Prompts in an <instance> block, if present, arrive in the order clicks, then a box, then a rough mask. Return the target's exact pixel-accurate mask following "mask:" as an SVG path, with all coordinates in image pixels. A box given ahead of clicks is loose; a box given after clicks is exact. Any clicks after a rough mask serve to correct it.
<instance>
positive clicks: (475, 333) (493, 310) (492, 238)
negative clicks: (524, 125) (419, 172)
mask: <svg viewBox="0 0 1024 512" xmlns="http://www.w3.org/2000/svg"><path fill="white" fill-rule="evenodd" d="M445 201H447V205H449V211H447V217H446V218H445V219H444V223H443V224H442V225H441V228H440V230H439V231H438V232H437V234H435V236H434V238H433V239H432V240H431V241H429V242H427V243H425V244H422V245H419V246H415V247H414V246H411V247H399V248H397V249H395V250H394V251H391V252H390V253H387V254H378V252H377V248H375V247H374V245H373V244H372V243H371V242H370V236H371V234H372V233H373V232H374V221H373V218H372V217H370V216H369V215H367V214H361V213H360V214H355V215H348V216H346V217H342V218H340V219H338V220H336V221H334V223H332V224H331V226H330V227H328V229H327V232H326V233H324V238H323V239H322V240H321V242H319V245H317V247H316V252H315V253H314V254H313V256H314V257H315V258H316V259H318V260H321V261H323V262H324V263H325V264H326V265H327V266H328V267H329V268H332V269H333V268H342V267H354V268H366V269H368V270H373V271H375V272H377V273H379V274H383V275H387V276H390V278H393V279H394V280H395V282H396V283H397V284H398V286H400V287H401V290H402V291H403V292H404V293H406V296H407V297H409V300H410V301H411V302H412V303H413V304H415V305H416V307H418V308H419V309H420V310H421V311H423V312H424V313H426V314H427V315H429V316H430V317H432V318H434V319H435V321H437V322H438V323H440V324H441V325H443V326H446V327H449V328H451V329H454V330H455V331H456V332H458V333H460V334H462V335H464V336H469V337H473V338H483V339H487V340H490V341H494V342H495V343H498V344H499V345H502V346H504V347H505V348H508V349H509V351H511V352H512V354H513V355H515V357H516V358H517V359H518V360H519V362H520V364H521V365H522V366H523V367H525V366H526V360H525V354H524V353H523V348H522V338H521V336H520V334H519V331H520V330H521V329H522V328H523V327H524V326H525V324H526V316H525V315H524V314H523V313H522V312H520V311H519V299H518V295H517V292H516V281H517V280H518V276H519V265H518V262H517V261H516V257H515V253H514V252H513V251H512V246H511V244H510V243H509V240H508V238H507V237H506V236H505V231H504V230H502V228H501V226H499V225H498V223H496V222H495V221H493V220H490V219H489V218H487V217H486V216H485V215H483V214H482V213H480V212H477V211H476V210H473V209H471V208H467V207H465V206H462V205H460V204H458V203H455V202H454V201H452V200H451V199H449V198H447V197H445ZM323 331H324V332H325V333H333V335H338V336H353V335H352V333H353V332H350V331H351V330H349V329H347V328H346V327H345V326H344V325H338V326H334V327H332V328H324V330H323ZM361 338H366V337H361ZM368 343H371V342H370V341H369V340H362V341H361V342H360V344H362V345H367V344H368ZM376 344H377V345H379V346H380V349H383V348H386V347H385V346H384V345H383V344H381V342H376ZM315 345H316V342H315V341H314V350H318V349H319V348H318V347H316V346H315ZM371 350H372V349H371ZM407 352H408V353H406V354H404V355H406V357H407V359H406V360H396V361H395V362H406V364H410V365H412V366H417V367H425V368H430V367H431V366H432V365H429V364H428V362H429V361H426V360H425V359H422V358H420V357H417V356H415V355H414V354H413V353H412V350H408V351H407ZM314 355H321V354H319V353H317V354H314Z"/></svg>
---
Return each of the records above verbatim, with no changes.

Prompts in an <instance> block, if present, arrive in the order clicks, then a box, then a rough mask. Return the target's exact pixel-accurate mask following "mask:" as an SVG path, with all coordinates in image pixels. A box given ahead of clicks is loose; a box given after clicks is exact. Any clicks after a rough mask serve to correct it.
<instance>
positive clicks: (475, 333) (493, 310) (492, 238)
negative clicks: (524, 125) (419, 172)
mask: <svg viewBox="0 0 1024 512" xmlns="http://www.w3.org/2000/svg"><path fill="white" fill-rule="evenodd" d="M445 201H447V205H449V211H447V217H446V218H445V219H444V223H443V224H442V225H441V228H440V230H439V231H438V232H437V234H435V236H434V238H433V239H432V240H431V241H429V242H427V243H425V244H422V245H419V246H415V247H414V246H411V247H399V248H397V249H395V250H394V251H391V252H390V253H387V254H378V252H377V248H375V247H374V245H373V244H372V243H371V242H370V236H371V234H372V233H373V232H374V221H373V218H372V217H370V216H369V215H367V214H361V213H360V214H355V215H348V216H346V217H342V218H340V219H338V220H336V221H334V223H332V224H331V226H330V227H328V229H327V232H326V233H324V238H323V239H322V240H321V242H319V245H317V247H316V252H315V253H314V254H313V256H314V257H315V258H316V259H318V260H321V261H323V262H324V263H325V264H326V265H327V266H328V267H329V268H332V269H333V268H342V267H354V268H366V269H368V270H373V271H375V272H377V273H379V274H383V275H387V276H390V278H393V279H394V280H395V282H396V283H397V284H398V286H400V287H401V290H402V291H403V292H404V293H406V296H407V297H409V300H410V301H411V302H412V303H413V304H415V305H416V307H418V308H419V309H420V310H421V311H423V312H424V313H426V314H427V315H429V316H430V317H432V318H434V319H435V321H437V322H438V323H440V324H441V325H443V326H446V327H449V328H451V329H454V330H455V331H456V332H458V333H460V334H462V335H464V336H469V337H473V338H483V339H487V340H490V341H494V342H495V343H498V344H499V345H502V346H504V347H505V348H508V349H509V351H511V352H512V354H513V355H515V357H516V358H517V359H518V360H519V362H520V364H521V365H522V366H523V367H525V366H526V360H525V354H524V353H523V348H522V338H521V336H520V334H519V331H520V330H521V329H522V328H523V327H524V326H525V324H526V316H525V315H524V314H523V313H522V312H520V311H519V299H518V295H517V292H516V281H517V280H518V276H519V265H518V262H517V261H516V257H515V253H514V252H513V251H512V246H511V244H510V243H509V240H508V238H507V237H506V236H505V231H504V230H502V228H501V226H499V225H498V223H496V222H495V221H493V220H490V219H489V218H487V217H486V216H485V215H483V214H482V213H480V212H477V211H476V210H473V209H471V208H467V207H465V206H462V205H460V204H458V203H455V202H454V201H452V200H451V199H449V198H447V197H445ZM323 331H324V332H325V333H333V335H338V336H353V335H352V333H353V332H350V331H351V330H349V329H347V328H346V327H345V326H344V325H338V326H334V327H332V328H324V330H323ZM361 338H366V337H361ZM368 343H371V342H370V341H369V340H362V341H361V342H360V344H362V345H367V344H368ZM376 344H377V345H379V346H380V349H383V348H386V347H385V346H384V345H383V344H381V342H376ZM315 345H316V342H315V341H314V350H318V349H319V348H318V347H316V346H315ZM371 350H372V349H371ZM407 352H408V353H406V354H404V355H406V357H407V359H406V360H396V361H395V362H406V364H410V365H412V366H417V367H425V368H430V367H431V366H432V365H429V364H428V362H429V361H426V360H425V359H422V358H420V357H417V356H415V355H414V354H413V353H412V350H408V351H407ZM314 355H321V354H319V353H317V354H314Z"/></svg>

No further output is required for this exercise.